**Task description:** What follows is a set of entries. Repeat them exactly, but not their pictures.
[Start of Supplied entries]
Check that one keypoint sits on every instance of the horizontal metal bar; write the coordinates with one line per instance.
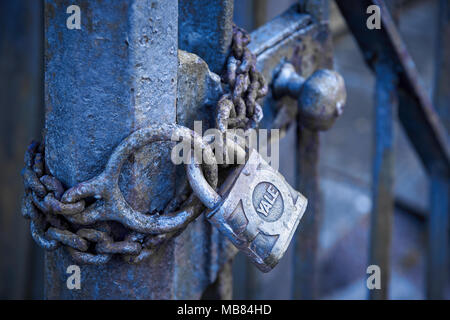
(416, 111)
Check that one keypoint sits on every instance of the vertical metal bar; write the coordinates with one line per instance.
(318, 9)
(116, 74)
(259, 13)
(21, 108)
(306, 239)
(437, 254)
(305, 269)
(386, 104)
(206, 29)
(442, 65)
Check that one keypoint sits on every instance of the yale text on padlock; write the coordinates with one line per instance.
(259, 212)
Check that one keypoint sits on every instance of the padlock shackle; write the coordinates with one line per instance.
(207, 195)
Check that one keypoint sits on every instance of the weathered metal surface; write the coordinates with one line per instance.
(437, 254)
(21, 106)
(321, 97)
(418, 117)
(442, 65)
(305, 266)
(318, 9)
(386, 104)
(256, 209)
(121, 68)
(295, 38)
(205, 29)
(416, 112)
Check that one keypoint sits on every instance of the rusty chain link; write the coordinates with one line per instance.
(92, 219)
(238, 107)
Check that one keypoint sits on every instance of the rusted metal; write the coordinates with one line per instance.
(416, 111)
(321, 97)
(21, 106)
(386, 104)
(263, 237)
(110, 204)
(438, 222)
(420, 121)
(91, 107)
(437, 255)
(206, 30)
(441, 97)
(294, 37)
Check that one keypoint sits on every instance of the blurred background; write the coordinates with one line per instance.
(345, 166)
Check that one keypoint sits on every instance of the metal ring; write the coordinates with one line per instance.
(114, 206)
(207, 195)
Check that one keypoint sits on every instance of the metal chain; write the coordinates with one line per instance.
(57, 220)
(63, 217)
(238, 107)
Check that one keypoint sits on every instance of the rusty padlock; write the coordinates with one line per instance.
(256, 209)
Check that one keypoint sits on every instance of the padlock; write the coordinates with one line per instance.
(256, 209)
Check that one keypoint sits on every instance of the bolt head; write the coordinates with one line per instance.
(322, 99)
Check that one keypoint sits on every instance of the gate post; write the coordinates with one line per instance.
(116, 74)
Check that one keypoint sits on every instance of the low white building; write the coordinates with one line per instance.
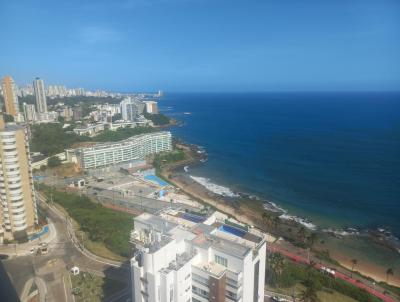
(90, 130)
(133, 148)
(185, 257)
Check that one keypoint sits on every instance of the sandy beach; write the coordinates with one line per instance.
(252, 216)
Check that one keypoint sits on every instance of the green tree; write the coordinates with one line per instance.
(61, 119)
(53, 161)
(277, 263)
(301, 233)
(353, 264)
(312, 239)
(309, 294)
(389, 272)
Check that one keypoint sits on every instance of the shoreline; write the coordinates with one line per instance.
(230, 203)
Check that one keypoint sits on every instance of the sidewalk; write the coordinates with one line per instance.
(340, 275)
(23, 249)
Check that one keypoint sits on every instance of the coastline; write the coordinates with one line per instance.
(248, 209)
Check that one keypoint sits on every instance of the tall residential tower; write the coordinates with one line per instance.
(10, 96)
(181, 257)
(18, 214)
(40, 94)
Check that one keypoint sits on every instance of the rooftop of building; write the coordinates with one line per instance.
(11, 127)
(221, 237)
(123, 142)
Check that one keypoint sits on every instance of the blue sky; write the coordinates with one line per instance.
(203, 45)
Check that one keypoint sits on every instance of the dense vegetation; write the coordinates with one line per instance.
(121, 133)
(50, 139)
(285, 274)
(99, 223)
(165, 158)
(53, 162)
(158, 119)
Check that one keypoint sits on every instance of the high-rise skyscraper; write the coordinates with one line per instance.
(18, 214)
(40, 94)
(29, 112)
(10, 96)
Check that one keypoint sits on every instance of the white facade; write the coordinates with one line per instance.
(136, 147)
(40, 94)
(178, 258)
(131, 109)
(151, 107)
(18, 202)
(29, 112)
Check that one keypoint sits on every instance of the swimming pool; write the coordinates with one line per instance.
(156, 179)
(232, 230)
(37, 235)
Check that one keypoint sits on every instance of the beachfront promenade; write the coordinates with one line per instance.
(340, 275)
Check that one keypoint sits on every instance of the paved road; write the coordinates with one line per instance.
(53, 267)
(339, 275)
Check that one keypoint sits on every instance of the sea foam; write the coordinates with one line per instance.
(217, 189)
(308, 224)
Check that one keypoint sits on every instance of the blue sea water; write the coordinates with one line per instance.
(332, 157)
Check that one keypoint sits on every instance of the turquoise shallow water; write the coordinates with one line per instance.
(332, 157)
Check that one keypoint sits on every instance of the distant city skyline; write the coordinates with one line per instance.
(202, 45)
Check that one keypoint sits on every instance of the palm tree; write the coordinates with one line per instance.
(277, 263)
(309, 294)
(389, 272)
(353, 264)
(312, 238)
(302, 233)
(275, 221)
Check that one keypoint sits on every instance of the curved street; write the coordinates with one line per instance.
(53, 268)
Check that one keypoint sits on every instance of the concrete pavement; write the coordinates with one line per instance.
(54, 267)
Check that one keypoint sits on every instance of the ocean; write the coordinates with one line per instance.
(333, 158)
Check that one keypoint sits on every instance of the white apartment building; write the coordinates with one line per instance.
(151, 107)
(40, 94)
(135, 147)
(29, 112)
(185, 257)
(18, 213)
(131, 109)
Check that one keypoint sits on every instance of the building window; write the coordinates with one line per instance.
(221, 260)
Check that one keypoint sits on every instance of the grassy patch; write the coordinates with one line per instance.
(98, 248)
(286, 274)
(165, 158)
(102, 225)
(91, 288)
(325, 256)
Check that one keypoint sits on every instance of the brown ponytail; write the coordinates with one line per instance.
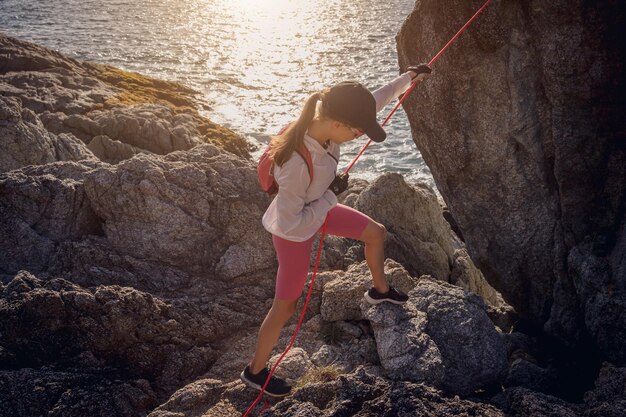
[End of Supplied entries]
**Written solution:**
Check that one keypoint sits on every instance of the horizontal metal bar; write the coordinates with one line per instance.
(416, 111)
Check that one keypoint sits on every instance of the vertical metal bar; write the coordinates with one line per instance.
(318, 9)
(116, 74)
(259, 13)
(21, 108)
(306, 239)
(437, 254)
(305, 269)
(386, 104)
(206, 29)
(442, 65)
Check that one keypoint sits on every instance of the yale text on padlock; write the coordinates with one line per instance.
(259, 212)
Check that one keypoint sits on every instance of the padlock shackle; write the coordinates with one line per instance.
(207, 195)
Check that one keypoint sits on every instance of the weathered metal surface; write the coordinates with one line per instance.
(437, 254)
(21, 106)
(321, 97)
(418, 117)
(442, 65)
(305, 266)
(318, 9)
(386, 104)
(256, 209)
(121, 68)
(295, 38)
(205, 29)
(416, 112)
Check that one keypoint sits on every instance of the rusty chain link; write the coordinates with one line per instance.
(92, 219)
(238, 107)
Check that one keypoint sits on every instance of the rusted metal; write the coordinates with one line per instance.
(416, 111)
(321, 97)
(21, 106)
(386, 104)
(263, 237)
(110, 204)
(438, 222)
(420, 121)
(91, 107)
(437, 255)
(206, 30)
(441, 97)
(294, 37)
Check that one keypoint sits on every instance of the blurred background; write the coordinates with one line per instance.
(345, 166)
Check that one keypoint sits on every instance of the metal ring; write the coordinates with one line per instance.
(114, 206)
(207, 195)
Check that one keypoint sits on every instance of the metal chain; write the coordinates with one line per instance.
(57, 220)
(63, 217)
(238, 107)
Check that one keypoint sits on every instance of the rusty padlock; write the coordinates with one line per instance.
(256, 209)
Check that one keypoint sits on every instance of the padlock; write the coordinates with one line per instance.
(256, 209)
Check that one keypoint sits on every instance of the bolt head; write the coordinates with one line per instance.
(322, 99)
Check that one keypoint sits on every instance of the gate post; write the coordinates with one line per instance.
(116, 74)
Check that one keypoint sits on every instance of the low white building; write the coordinates with one line per instance.
(90, 130)
(133, 148)
(185, 257)
Check that one keypoint sits on every instance of the sandy beach; write the coordinates with one line per instance.
(252, 216)
Check that one keypoint sits on every instance of the green tree; write the coordinates with one line per instance.
(61, 119)
(53, 161)
(277, 263)
(301, 233)
(353, 264)
(312, 239)
(309, 294)
(389, 272)
Check that one keypoint sits on every instance of the shoreline; write the coordinates with one line per instance.
(230, 203)
Check that one keypoint sits on every instance of the sidewalk; write the coordinates with one line per instance.
(340, 275)
(23, 249)
Check that one keypoint sits on every instance of the coastline; write the coordinates with one line per instance.
(248, 209)
Check that one keypoint sits on every instance of the tall residential tower; write the coordinates with one line per instance.
(10, 96)
(181, 257)
(18, 214)
(40, 94)
Check that one keypoint sits on every instance of the rooftop of building; write the coordinates with one line per instance.
(11, 127)
(221, 237)
(123, 142)
Check that one keypoint sits on every instance of the blue sky; write the coordinates with one line per instance.
(203, 45)
Check that one keypoint sits on every instance of the dense vegetation; write the coordinates with one line per instance.
(121, 133)
(50, 139)
(285, 274)
(99, 223)
(165, 158)
(53, 162)
(158, 119)
Check that one keypoint sits on every instance of the high-rise skyscraper; write the coordinates with one line per instance.
(18, 214)
(40, 94)
(29, 112)
(10, 96)
Check that one keypoint sits on every instance of the white facade; write the coordinates with one line per instance.
(136, 147)
(40, 94)
(178, 258)
(131, 109)
(151, 107)
(18, 202)
(29, 112)
Check that one keypoint sits on every instance of the swimming pool; write the coordinates with one line per instance.
(156, 179)
(232, 230)
(37, 235)
Check that one keypoint sits on every instance of the beachfront promenade; write the coordinates with one line per instance.
(340, 275)
Check that one keypoint sits on every instance of the paved road; write the coordinates with one line per instance.
(53, 267)
(339, 275)
Check that one keypoint sits on every instance of the sea foam; write the coordinates with one line per instance.
(217, 189)
(308, 224)
Check that one keypoint sits on every instance of the blue sea water; write the coordinates with one line per instance.
(332, 157)
Check that one keypoint sits on every instance of the turquoise shallow water; write the coordinates with one line per instance.
(332, 157)
Check that one keypoint sits on every instance of the distant city skyline; write the coordinates with one line per instance.
(202, 45)
Check that one keypoint sits on every instance of the palm tree; write the coordinates with one line per instance.
(277, 263)
(309, 294)
(389, 272)
(353, 264)
(312, 238)
(302, 233)
(275, 221)
Check that one keypoint sits on every instance of the curved street; write the coordinates with one line per instance.
(53, 268)
Check that one keypoint sits on every instance of the concrete pavement; write the coordinates with one line per instance.
(54, 267)
Check that one keypoint sits on every instance of the ocean; write the coordinates with one line per instance.
(333, 158)
Check that one keypoint sits on every instance of the white apartment building; write the coordinates with one line per instance.
(151, 107)
(40, 94)
(135, 147)
(29, 112)
(185, 257)
(18, 213)
(131, 109)
Check that one keypoint sits on every instance of the building window; write the coordinates with one line per instance.
(221, 260)
Check that one keypoint sits on every instance of the grassy patch; write the coordinates with one line per instance.
(98, 248)
(286, 274)
(165, 158)
(102, 225)
(91, 288)
(325, 256)
Check that one keypoint sits on every instance of the brown ponytail; write the coordinates with one line per instance.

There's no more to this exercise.